**EXERCISE DIRECTIONS**
Set it all down exactly, every record and every line.

[Stored items from a collection]
┌────────

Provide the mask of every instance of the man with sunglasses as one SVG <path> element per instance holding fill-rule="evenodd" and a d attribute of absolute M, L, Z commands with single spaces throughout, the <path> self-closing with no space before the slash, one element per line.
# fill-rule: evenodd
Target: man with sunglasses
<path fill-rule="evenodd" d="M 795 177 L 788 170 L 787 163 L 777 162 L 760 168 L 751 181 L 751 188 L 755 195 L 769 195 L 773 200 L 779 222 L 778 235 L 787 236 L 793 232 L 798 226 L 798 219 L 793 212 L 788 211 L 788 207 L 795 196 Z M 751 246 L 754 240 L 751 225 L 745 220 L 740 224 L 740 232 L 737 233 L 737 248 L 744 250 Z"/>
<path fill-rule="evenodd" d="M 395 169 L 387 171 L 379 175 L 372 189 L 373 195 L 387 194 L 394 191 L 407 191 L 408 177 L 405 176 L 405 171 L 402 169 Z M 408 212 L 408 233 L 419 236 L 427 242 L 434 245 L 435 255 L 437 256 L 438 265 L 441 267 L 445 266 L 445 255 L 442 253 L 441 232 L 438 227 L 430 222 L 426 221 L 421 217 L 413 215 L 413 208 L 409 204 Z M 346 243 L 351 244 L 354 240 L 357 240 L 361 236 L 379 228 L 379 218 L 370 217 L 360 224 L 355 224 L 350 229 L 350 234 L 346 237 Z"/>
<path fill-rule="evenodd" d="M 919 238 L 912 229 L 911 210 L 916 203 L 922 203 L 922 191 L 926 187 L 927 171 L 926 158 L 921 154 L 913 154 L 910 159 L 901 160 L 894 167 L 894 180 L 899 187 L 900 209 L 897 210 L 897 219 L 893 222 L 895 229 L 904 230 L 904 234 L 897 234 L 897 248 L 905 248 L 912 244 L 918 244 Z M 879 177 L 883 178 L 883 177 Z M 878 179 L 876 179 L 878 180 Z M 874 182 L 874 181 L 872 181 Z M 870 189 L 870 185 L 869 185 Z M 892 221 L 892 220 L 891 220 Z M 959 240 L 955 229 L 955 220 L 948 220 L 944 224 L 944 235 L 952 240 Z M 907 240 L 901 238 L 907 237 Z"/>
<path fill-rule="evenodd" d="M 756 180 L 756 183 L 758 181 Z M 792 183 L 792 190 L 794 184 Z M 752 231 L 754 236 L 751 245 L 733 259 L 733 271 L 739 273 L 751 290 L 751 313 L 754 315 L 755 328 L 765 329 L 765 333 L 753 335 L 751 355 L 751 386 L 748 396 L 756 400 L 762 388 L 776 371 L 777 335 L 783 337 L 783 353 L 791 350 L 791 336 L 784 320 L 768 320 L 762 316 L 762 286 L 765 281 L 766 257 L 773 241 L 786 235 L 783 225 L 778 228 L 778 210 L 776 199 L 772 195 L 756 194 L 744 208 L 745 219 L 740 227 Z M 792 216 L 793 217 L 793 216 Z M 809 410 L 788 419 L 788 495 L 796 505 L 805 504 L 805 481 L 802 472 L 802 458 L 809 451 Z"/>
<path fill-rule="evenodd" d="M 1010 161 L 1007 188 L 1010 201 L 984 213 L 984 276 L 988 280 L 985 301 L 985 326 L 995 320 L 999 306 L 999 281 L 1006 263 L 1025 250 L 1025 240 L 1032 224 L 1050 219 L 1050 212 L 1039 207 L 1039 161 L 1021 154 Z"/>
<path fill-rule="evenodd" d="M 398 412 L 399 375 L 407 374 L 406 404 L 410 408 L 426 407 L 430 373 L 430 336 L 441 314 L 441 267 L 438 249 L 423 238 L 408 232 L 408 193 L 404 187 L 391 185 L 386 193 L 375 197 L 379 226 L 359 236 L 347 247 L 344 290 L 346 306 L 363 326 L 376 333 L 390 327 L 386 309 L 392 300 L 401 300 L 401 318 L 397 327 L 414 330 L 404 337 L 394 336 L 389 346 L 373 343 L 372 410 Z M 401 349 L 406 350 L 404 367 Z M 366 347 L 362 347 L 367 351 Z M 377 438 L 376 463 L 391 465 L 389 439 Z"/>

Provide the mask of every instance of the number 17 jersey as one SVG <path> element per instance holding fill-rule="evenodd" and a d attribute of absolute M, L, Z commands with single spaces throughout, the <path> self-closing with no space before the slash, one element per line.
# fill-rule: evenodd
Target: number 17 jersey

└────────

**EXERCISE OUTPUT**
Provide the mask of every instance of the man with sunglasses as one SVG <path> element per instance holding fill-rule="evenodd" and a d attribute of absolute M, L, Z commands with single spaces throughout, the <path> self-closing with no space before the slash, one element per line.
# fill-rule: evenodd
Target: man with sunglasses
<path fill-rule="evenodd" d="M 795 177 L 788 170 L 787 163 L 777 162 L 760 168 L 751 181 L 751 188 L 755 195 L 769 195 L 773 200 L 779 222 L 778 235 L 787 236 L 793 232 L 798 226 L 798 219 L 793 212 L 788 211 L 788 207 L 795 196 Z M 751 246 L 754 240 L 751 225 L 745 220 L 740 224 L 740 232 L 737 233 L 737 248 L 744 250 Z"/>
<path fill-rule="evenodd" d="M 395 169 L 387 171 L 379 175 L 372 189 L 373 195 L 387 194 L 394 191 L 407 191 L 408 177 L 405 176 L 405 171 L 402 169 Z M 408 212 L 408 233 L 419 236 L 427 242 L 434 245 L 435 255 L 437 256 L 438 265 L 441 267 L 445 266 L 445 255 L 442 253 L 441 232 L 438 227 L 430 222 L 426 221 L 421 217 L 413 215 L 413 208 L 409 204 Z M 346 243 L 351 244 L 354 240 L 357 240 L 361 236 L 379 228 L 379 218 L 370 217 L 360 224 L 355 224 L 350 229 L 350 234 L 346 237 Z"/>
<path fill-rule="evenodd" d="M 919 238 L 912 229 L 911 210 L 916 203 L 922 203 L 922 191 L 926 187 L 927 171 L 926 158 L 921 154 L 913 154 L 910 159 L 901 160 L 894 167 L 894 180 L 899 187 L 900 209 L 897 210 L 897 219 L 893 222 L 895 229 L 904 230 L 904 234 L 897 234 L 897 248 L 905 248 L 912 244 L 918 244 Z M 879 177 L 883 178 L 883 177 Z M 878 179 L 876 179 L 878 180 Z M 874 182 L 874 181 L 872 181 Z M 870 189 L 870 185 L 869 185 Z M 892 221 L 892 220 L 891 220 Z M 959 240 L 955 229 L 955 220 L 948 220 L 944 224 L 944 235 L 952 240 Z M 907 240 L 901 238 L 907 237 Z"/>
<path fill-rule="evenodd" d="M 756 180 L 756 183 L 758 181 Z M 792 183 L 792 190 L 794 184 Z M 752 231 L 754 236 L 751 245 L 733 259 L 733 271 L 739 273 L 751 290 L 751 313 L 754 315 L 755 328 L 765 329 L 765 333 L 753 335 L 751 355 L 751 386 L 748 396 L 756 400 L 762 388 L 776 371 L 777 335 L 783 337 L 783 353 L 791 350 L 791 336 L 784 320 L 768 320 L 762 316 L 762 286 L 765 281 L 766 257 L 773 241 L 786 235 L 783 225 L 778 228 L 778 210 L 776 199 L 772 195 L 756 194 L 744 208 L 745 219 L 740 227 Z M 792 216 L 793 217 L 793 216 Z M 809 410 L 788 419 L 788 495 L 796 505 L 805 504 L 805 481 L 802 472 L 802 458 L 809 451 Z"/>
<path fill-rule="evenodd" d="M 1010 161 L 1007 188 L 1010 201 L 984 213 L 984 276 L 988 280 L 985 301 L 985 326 L 995 320 L 999 306 L 999 281 L 1006 263 L 1025 250 L 1025 240 L 1032 224 L 1050 219 L 1050 212 L 1039 207 L 1039 161 L 1021 154 Z"/>
<path fill-rule="evenodd" d="M 398 412 L 399 375 L 407 374 L 406 404 L 410 408 L 426 407 L 430 373 L 430 336 L 441 314 L 441 267 L 438 249 L 423 238 L 408 232 L 408 193 L 404 187 L 391 185 L 386 193 L 375 197 L 379 226 L 359 236 L 347 247 L 344 290 L 346 306 L 363 326 L 376 333 L 390 327 L 386 309 L 392 300 L 401 300 L 401 318 L 397 327 L 414 330 L 404 337 L 394 336 L 389 346 L 373 343 L 372 410 Z M 401 349 L 406 350 L 404 367 Z M 366 347 L 362 347 L 367 351 Z M 377 438 L 376 463 L 391 465 L 389 439 Z"/>

Provide the mask of every instance of the number 17 jersey as one SVG <path> element per instance holding fill-rule="evenodd" and a d attribute of absolute M, L, Z commands with single spaces throughout, the <path> self-closing with no space before the slash, one element per line.
# fill-rule: evenodd
Target: number 17 jersey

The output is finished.